**EXERCISE DETAILS**.
In the article on the seller's performance under the UCC, what does substantial performance mean?

What Is the Seller's Performance Under the UCC

When it comes to contracts related to the buying and selling of goods, the UCC contains various rules regarding the seller’s performance.

By , Attorney
Updated by Jennifer Paley, Attorney · New York University School of Law

In simplified terms, performance of a contract means doing what you're required to do under the contract. If you fail to do what's required—and thus fail to perform under the contract—then you're in breach of the contract. When you've breached the agreement, the other side can sue (and the court can make you pay damages.)

When it comes to contracts specifically related to the buying and selling of goods, the Uniform Commercial Code (UCC) has various rules regarding the seller's performance. It might seem obvious that the seller is obligated to deliver the right goods at the right time to the right place. But in practice, business transactions divert from the plan all the time—whether it's a substitution of goods, delayed delivery time, or shipment oversight.

While circumstances might change, the seller's obligations don't.

The Perfect Tender Rule Under the UCC

General contract law, as opposed to the UCC, generally allows for a party to fulfill contractual obligations through substantial performance. Substantial performance means that the party substantially—though not exactly or perfectly—meets the requirements of the contract. So, while the party might not have performed perfectly, they also didn't breach the contract.

**GIVEN ENTRIES**.
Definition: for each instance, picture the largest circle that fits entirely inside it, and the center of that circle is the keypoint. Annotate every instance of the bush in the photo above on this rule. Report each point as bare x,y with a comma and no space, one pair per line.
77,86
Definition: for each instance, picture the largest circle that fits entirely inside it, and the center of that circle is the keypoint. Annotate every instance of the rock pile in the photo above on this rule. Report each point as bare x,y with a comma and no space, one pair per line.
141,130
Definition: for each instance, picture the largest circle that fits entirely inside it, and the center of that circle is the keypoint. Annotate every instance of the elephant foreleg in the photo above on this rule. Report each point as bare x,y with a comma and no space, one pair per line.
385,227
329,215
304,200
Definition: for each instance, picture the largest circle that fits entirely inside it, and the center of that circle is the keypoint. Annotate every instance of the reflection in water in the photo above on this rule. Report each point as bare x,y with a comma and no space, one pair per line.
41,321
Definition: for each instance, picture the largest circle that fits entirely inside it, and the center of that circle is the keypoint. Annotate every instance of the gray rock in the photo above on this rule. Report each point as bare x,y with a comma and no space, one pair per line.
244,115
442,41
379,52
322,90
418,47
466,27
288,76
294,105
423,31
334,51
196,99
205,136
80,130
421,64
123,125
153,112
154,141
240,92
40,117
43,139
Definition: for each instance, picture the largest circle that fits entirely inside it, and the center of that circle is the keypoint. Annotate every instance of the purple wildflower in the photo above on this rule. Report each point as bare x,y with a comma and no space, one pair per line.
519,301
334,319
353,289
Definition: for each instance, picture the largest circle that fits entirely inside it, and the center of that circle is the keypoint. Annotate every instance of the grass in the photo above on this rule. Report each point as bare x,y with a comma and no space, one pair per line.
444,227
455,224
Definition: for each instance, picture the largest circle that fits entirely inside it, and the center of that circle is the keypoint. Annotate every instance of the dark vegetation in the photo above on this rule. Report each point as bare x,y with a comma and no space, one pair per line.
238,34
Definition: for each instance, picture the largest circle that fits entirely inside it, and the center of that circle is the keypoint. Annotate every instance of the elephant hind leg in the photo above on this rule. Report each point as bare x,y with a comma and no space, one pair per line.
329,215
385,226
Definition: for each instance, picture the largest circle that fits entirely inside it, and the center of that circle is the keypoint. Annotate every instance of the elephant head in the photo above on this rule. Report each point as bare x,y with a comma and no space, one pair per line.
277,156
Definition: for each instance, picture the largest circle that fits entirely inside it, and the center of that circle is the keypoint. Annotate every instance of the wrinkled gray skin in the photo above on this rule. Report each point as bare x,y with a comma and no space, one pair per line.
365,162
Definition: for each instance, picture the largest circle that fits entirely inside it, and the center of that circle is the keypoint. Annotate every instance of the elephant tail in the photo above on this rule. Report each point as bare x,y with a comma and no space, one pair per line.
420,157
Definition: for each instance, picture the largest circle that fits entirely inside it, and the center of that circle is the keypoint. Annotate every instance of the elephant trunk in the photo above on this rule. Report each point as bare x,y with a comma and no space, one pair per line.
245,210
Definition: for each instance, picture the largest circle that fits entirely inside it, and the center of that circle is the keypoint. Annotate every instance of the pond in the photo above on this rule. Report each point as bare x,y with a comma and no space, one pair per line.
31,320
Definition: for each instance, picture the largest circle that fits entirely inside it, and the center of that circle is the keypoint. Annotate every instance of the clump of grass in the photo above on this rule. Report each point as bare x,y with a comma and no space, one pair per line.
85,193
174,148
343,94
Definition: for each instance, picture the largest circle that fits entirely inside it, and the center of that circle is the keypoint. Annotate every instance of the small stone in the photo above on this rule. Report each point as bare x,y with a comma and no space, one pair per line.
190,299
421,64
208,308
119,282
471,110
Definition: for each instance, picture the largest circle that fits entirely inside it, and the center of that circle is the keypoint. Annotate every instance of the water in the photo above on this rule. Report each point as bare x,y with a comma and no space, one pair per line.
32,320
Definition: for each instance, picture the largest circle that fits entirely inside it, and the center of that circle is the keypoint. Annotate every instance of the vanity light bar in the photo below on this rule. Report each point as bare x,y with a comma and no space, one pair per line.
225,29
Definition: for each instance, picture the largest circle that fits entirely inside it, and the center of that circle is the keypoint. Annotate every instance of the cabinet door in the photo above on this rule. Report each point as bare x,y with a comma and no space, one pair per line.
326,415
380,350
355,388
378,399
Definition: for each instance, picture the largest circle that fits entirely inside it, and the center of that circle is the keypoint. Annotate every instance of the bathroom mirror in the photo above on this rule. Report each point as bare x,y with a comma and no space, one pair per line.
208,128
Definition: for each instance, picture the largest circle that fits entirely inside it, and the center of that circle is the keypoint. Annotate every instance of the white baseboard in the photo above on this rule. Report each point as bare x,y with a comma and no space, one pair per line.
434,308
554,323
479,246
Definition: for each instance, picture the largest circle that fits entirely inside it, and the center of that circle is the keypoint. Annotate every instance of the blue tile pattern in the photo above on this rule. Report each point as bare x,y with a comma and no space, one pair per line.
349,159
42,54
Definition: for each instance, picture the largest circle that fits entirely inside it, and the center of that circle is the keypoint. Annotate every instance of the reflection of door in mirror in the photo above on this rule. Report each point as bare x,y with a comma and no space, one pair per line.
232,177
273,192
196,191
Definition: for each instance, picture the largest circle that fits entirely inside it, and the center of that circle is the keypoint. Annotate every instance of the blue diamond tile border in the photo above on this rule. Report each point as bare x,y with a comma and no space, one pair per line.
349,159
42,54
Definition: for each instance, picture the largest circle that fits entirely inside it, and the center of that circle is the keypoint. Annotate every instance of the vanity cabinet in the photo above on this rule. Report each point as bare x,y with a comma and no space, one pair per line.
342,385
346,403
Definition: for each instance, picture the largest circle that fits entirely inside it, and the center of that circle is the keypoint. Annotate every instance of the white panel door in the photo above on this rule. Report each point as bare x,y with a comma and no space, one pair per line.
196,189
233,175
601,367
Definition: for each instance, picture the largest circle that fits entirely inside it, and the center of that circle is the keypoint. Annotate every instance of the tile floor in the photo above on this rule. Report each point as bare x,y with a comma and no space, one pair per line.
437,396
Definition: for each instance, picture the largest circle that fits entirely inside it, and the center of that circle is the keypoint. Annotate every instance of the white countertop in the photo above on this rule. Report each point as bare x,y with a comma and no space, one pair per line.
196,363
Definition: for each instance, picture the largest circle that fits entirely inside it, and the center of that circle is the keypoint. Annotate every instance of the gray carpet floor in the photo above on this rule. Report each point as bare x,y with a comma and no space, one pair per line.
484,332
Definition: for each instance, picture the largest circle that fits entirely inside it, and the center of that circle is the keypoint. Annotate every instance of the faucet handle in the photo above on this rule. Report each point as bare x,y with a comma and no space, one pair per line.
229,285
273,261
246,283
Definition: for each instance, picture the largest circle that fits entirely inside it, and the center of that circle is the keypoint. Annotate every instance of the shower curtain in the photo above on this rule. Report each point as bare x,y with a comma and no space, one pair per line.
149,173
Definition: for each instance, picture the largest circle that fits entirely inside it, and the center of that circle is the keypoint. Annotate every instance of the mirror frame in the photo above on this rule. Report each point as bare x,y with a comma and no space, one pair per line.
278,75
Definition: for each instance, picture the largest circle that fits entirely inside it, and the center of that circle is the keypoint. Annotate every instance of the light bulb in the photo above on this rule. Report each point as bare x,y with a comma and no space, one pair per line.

**OUTPUT BELOW**.
It means that the party substantially, though not exactly or perfectly, meets the requirements of the contract.